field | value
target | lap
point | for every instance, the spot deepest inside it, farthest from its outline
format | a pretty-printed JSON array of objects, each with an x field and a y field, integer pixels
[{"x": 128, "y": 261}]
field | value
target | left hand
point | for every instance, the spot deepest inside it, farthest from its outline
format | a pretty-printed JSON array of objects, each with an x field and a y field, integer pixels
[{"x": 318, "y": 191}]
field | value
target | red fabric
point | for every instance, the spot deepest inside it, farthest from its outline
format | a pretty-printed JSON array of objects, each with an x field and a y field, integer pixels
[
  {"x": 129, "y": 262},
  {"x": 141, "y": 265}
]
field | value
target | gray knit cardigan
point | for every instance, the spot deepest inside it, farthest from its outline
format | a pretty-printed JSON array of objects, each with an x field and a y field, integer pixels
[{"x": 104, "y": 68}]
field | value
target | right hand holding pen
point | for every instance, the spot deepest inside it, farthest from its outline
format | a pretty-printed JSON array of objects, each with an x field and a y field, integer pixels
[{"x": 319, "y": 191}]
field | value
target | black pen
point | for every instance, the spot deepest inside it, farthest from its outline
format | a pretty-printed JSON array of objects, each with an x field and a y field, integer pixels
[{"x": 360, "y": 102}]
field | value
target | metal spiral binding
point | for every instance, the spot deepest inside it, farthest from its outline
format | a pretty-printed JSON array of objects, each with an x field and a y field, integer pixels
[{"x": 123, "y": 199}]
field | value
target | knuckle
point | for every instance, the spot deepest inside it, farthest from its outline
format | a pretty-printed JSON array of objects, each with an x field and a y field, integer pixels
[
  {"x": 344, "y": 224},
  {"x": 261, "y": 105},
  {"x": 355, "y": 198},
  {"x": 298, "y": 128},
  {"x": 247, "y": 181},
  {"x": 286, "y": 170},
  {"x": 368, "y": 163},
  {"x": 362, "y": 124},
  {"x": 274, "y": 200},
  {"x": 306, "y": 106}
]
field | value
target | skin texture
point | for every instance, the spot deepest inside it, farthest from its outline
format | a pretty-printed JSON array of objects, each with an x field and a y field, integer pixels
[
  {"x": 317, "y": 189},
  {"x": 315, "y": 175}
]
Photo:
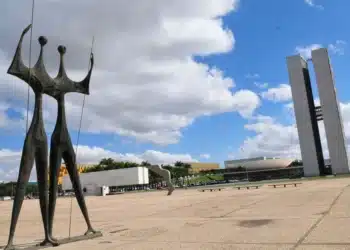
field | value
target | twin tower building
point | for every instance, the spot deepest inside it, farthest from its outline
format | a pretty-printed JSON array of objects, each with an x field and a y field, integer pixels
[{"x": 307, "y": 114}]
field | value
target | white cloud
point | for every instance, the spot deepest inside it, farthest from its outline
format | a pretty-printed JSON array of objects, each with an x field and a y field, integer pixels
[
  {"x": 278, "y": 140},
  {"x": 146, "y": 84},
  {"x": 281, "y": 93},
  {"x": 305, "y": 51},
  {"x": 313, "y": 4},
  {"x": 9, "y": 159},
  {"x": 205, "y": 156},
  {"x": 337, "y": 48},
  {"x": 261, "y": 85},
  {"x": 252, "y": 76}
]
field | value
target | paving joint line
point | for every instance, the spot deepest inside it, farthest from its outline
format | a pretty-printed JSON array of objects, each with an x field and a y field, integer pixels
[{"x": 313, "y": 227}]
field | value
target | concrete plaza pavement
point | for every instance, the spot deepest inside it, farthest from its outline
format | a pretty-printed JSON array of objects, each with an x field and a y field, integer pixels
[{"x": 314, "y": 215}]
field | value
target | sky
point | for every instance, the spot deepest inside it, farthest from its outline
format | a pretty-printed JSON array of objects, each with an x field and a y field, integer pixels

⁂

### [Task directions]
Every line of the records containing the word "hand" must appear in the answer.

### [Answer]
target | left hand
target | right hand holding pen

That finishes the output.